- _Texto citado_:
Uma série musical protagonizada por estudantes de um High School (colégio de ensino médio) americano poderia resultar em mais um produto midiático de sucesso fácil, porém de qualidade questionável. A franquia High Scool Musical (2006; 2007; 2008) é o melhor exemplo disso. No caso desta trilogia,  as canções pop, usadas como apelo ao público teen, estavam associada a um roteiro superficial e totalmente descartável. Hoje quando recomendo Glee para alguns de meus amigos, a primeira coisa que digo é que esta série criada por Ryan Murphy, Brad Falchuk e Ian Brennan é bem diferente e bem melhor que o musical de adolescentes colegiais da Disney. Confesso que teria feito a mesma comparação baseado em uma impressão preconcebida, se não tivesse sido convencido da qualidade da série, já no primeiro episódio que assisti ( "Wheels", o 9° da primeira temporada). Glee se tornou um fenômeno nos EUA, arrebatando vários prêmios e elogios por parte da crítica. Sem contar a venda de singles e CDs e número de músicas nas paradas de sucesso, que já bateram vários recordes.

Glee tem o simples, e ao mesmo tempo ousado, intuito de prestar reverência à cultura pop e seus ícones e personalidades. A série transita pelo universo de adolescentes, tendo como argumento seus amores, intrigas, sonhos e desafios impostos pela vida social em um colégio - Acho que estou complicando as coisas - Para quem ainda não assistiu, vai parecer que eu estou falando de algo que reza pela mesma cartilha de folhetins como Malhação e definitivamente não o é. Podem então me questionar: “o que de tão especial tem nesta série que a torna tão legal?” Acho que posso afirmar que se deve ao fato de que Glee foge da mesmice e do convencional, e de tudo aquilo de que já estamos saturados. Para explicar isso um pouco melhor, vamos à trama:

A história de Glee se passa no colégio McKinley, onde é formado o New Directions, um coral que acaba atraindo aqueles alunos que estavam na base da pirâmide social da escola, aqueles que buscam visibilidade e alguns outros que acabam entrando por situações diversas. O coral passa ser o pano de fundo para o nascimento de relacionamentos, confusões e muito aprendizado - Parace banal? Então vamos aos personagens:


Rachel Berry (Lea Michele) é uma espécie de líder do coral, ela foi inspirada na personagem Tracy Flick do filme Eleição (1999) de Alexander Payne. Quem já assistiu a este filme, sabe bem de que tipo se trata. Rachel foi criada por um casal de homossexuais e desde pequena alimenta o sonho de ser atriz da Broadway, ela é egoísta, e ambiciosa e vê a vida escolar como um trampolim para o sucesso a que acredita ser predestinada.

- _Material extraído_:

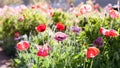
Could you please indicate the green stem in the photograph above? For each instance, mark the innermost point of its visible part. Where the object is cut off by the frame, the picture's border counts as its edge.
(91, 63)
(84, 62)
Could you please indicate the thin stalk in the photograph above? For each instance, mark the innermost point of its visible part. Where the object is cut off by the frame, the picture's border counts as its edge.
(91, 64)
(118, 4)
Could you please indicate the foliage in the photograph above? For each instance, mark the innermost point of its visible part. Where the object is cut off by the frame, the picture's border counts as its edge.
(70, 52)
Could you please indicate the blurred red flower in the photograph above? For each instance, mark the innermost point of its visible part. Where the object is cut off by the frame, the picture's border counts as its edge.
(40, 28)
(17, 34)
(23, 45)
(92, 52)
(60, 26)
(108, 33)
(60, 36)
(85, 9)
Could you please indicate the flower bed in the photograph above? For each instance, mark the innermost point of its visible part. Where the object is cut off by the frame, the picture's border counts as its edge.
(81, 37)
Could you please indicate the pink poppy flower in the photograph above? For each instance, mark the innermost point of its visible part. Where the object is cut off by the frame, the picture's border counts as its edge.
(23, 45)
(60, 26)
(92, 52)
(43, 51)
(85, 9)
(40, 28)
(108, 33)
(21, 18)
(113, 13)
(60, 36)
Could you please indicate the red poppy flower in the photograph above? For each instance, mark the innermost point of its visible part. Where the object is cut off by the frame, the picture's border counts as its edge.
(23, 45)
(60, 26)
(92, 52)
(109, 33)
(17, 34)
(113, 13)
(40, 28)
(43, 51)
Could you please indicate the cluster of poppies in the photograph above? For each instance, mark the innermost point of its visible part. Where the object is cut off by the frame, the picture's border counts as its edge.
(60, 36)
(94, 51)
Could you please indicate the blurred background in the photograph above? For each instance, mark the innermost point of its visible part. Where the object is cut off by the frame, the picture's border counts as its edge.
(55, 3)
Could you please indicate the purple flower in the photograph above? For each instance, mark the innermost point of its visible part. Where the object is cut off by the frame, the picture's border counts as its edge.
(60, 36)
(98, 42)
(76, 29)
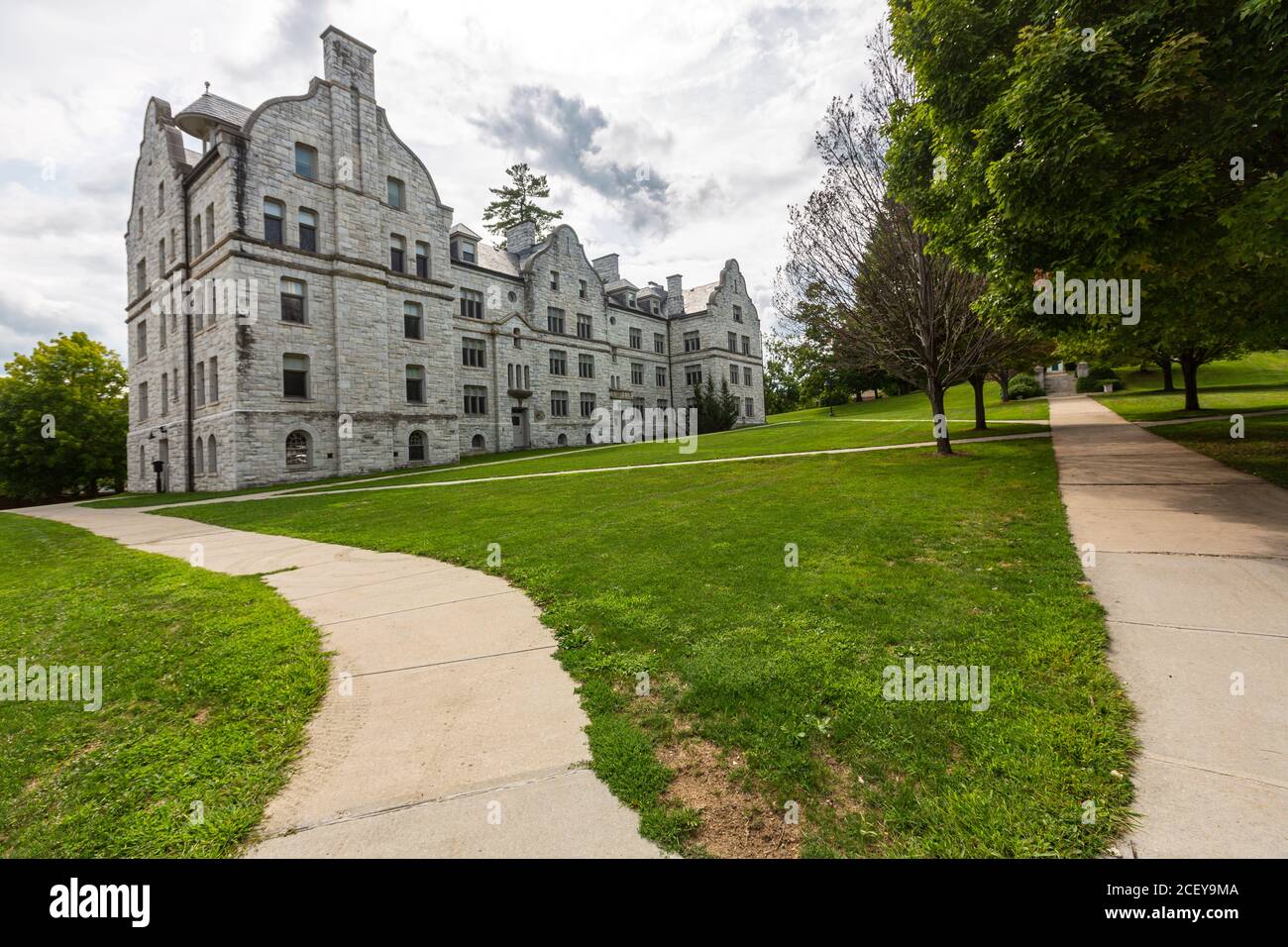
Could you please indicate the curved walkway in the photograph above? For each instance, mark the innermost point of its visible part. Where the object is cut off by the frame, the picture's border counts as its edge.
(449, 728)
(1192, 567)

- _Instrução A_:
Quais são os criadores da série mencionados no texto sobre Glee?
- _Instrução B_:
Segundo o texto sobre Glee, em qual personagem de cinema Rachel Berry foi inspirada?
- _Instrução C_:
Retome o texto sobre Glee logo após a última frase apresentada.
O material não tem nenhuma relação com o texto sobre Glee.

- _Resposta A_:
Ryan Murphy, Brad Falchuk e Ian Brennan.

- _Resposta B_:
Na personagem Tracy Flick, do filme Eleição (1999), de Alexander Payne.

- _Resposta C_:
Finn Hudson (Cory Monteith) é no mínimo tapado. Ele é popular por ser quarterback do time de futebol americano do colégio, e acaba entrando para o clube coral por causa de uma chantagem feita pelo professor Schuester (Matthew Morrison), que via em sua participação, uma forma de atrair mais estudantes para New Directions. Schuester coloca maconha em sua mochila e o ameaça dizendo que irá denunciá-lo se ele não tentar se redimir no coral, ele então aceita sem questionar. Durante a primeira temporada Finn passa um bom tempo acreditando ser o pai do filho que sua namorada espera, mesmo nunca tendo transado com ela. Ela o convence de que a concepção aconteceu em um dia que ele ficou excitado, quando estavam semi nus em uma banheira de água quente, que seriam segundo ela condições mais que favoráveis para a fecundação(!), mais uma vez ele aceita sem questionar.

Quinn Fabray (Dianna Agron), a namorada de Finn no início da primeira temporada, era líder de torcida e presidente do clube do celibato e se posicionava contra os anti-concepcionais e qualquer outra coisa proibida pela bíblia. Ela entra no clube do coral como uma das espiãs que pretendiam espalhar a discórdia e manter a treinadora das líderes de torcida Sue Sylvester (Jane Lynch) - a vilã da série - a par de tudo que acontecia no coral. Seus planos e seu status de garota certinha são desfeitos quando Quinn engravida em uma transa casual com Puck (Mark Salling), o “perdedor” do colégio e melhor amigo de Finn.

Puck entra para o coral pela influência de Finn e por descobrir que tem uma boa voz ao participar da banda Acafellas, ele é grosso, insensível e não tem muita expectativa de futuro, se diverte bulinando os “excluídos” do colégio e faz bico como lavador de piscinas para se aproximar e transar com mulheres de meia idade, dentre elas algumas mães de seus colegas.

Santana (Naya Rivera) e Brittany (Heather Morris) também são líderes de torcida e entraram para o coral junto com Quinn Fabray como espiãs, mas assim como Quinn elas também passam a gostar do clube com o passar do tempo. Santana também é ambiciosa e um tanto safada, ela já teve um caso com Puck, Finn e Matt (um personagem secundário). Brittany é simplesmente burra e consegue ser mais tapada que o Finn, são dela algumas das melhores tiradas da série. No episódio especial de natal, da segunda temporada a turma descobre que ela ainda acredita em Papai Noel. Santana e Brittany estão sempre juntas, em vários episódios há a insinuação de que exista uma relação homo afetiva entre as duas, que seriam bissexuais.

Kurt Hummel (Chris Colfer – vencedor do Globo de Ouro 2011 na categoria de melhor ator coadjuvante de série de TV) é um garoto homossexual que toma coragem para sair do armário depois de entrar para o coral, durante a primeira temporada nutre uma paixão não correspondida por Finn, que até tenta lhe retribuir com uma boa amizade. Kurt é uma das principais vítimas de Puck e dos valentões da escola, principalmente por seu estilo espalhafatoso.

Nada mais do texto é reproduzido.